> TASK OBJECTIVE
Reproduce every one of the records below word for word, keeping each line unchanged.

> Data items
◆ ◆ ◆ ◆ ◆

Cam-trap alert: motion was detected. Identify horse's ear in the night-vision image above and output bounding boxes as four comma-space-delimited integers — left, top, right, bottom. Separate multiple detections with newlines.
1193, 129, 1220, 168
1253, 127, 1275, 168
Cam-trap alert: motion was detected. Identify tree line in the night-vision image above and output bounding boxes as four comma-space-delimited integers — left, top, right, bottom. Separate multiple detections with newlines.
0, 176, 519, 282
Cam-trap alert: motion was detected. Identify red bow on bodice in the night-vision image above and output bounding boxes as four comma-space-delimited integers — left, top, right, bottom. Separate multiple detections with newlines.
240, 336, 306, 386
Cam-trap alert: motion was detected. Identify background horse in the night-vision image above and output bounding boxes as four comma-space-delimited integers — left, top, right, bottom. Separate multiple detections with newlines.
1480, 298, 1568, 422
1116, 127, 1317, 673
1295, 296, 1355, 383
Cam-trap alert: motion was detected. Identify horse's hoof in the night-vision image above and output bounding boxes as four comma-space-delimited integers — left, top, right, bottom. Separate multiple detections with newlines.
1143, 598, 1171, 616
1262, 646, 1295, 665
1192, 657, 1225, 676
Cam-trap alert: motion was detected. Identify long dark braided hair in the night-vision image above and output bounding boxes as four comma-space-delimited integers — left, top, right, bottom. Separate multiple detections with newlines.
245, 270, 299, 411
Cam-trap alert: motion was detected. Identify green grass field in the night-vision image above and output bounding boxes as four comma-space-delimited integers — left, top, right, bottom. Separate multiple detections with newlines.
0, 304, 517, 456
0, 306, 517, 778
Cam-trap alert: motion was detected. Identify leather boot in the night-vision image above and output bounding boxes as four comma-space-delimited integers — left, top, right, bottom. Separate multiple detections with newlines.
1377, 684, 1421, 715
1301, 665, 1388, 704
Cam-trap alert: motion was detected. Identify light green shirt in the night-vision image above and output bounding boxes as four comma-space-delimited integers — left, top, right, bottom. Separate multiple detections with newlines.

◆ ◆ ◆ ◆ ◆

> SOLUTION TO THIS TASK
Cam-trap alert: motion was detected. Identify horse's ear in the night-vision image above and output bounding boxes as four comma-space-delimited integers — left, top, right, bottom. Separate multiple detections with newlines.
1193, 129, 1220, 168
1253, 127, 1275, 168
Cam-trap alert: motion was detected. Identify tree line in the night-vision image above and output bounding boxes as four comma-space-delimited integers — left, top, right, bottom. Separate multiple detections with newlines.
0, 176, 519, 282
Cam-trap alert: motion was detected. Identify red bow on bodice in the night-vision image above and output bounding boxes as four comma-space-delimited integers — left, top, right, bottom. Separate multiple detections with newlines.
240, 336, 306, 386
Cam-trap alert: motion was detected. Identify background horse in the night-vision image above and output bounding boxes as four comma-space-delimited integers — left, top, right, bottom. Separate multiple detections with newlines.
1480, 298, 1568, 422
1116, 127, 1317, 673
1295, 296, 1355, 383
Cam-trap alert: motion was detected. Identify horse's hoof in the night-vision image above and output bounding boxes as four comma-space-delimited integers — left, top, right, bottom. Separate multiple detections with newlines.
1143, 598, 1171, 616
1262, 646, 1295, 665
1192, 657, 1225, 676
Cam-trap alert: motion was detected. Identify long dark braided hair in the night-vision image above and output bounding boxes as four comma-space-delimited integers — left, top, right, bottom. Separate multiple detections with newlines.
245, 270, 299, 411
Cam-trap alert: motion was detected. Identify green grass field in the night-vision image above and output bounding boxes as four comma-space-delimited integers — left, top, right, bottom. Separate multiple detections with newlines.
0, 304, 517, 456
0, 306, 517, 778
Cam-trap alert: motion was detected. Identify leather boot in the night-vision image above and output bounding boxes as four comma-space-delimited integers — left, top, right, bottom. Separate multiple detections with newlines.
1377, 684, 1421, 715
1301, 665, 1388, 704
Cam-trap alert: motion was detected. Identify light green shirt in the night-vision image above and output bounding boxes as four comma-space-delimited integers — left, top, right, bottom. Separate multiple detections with newlines.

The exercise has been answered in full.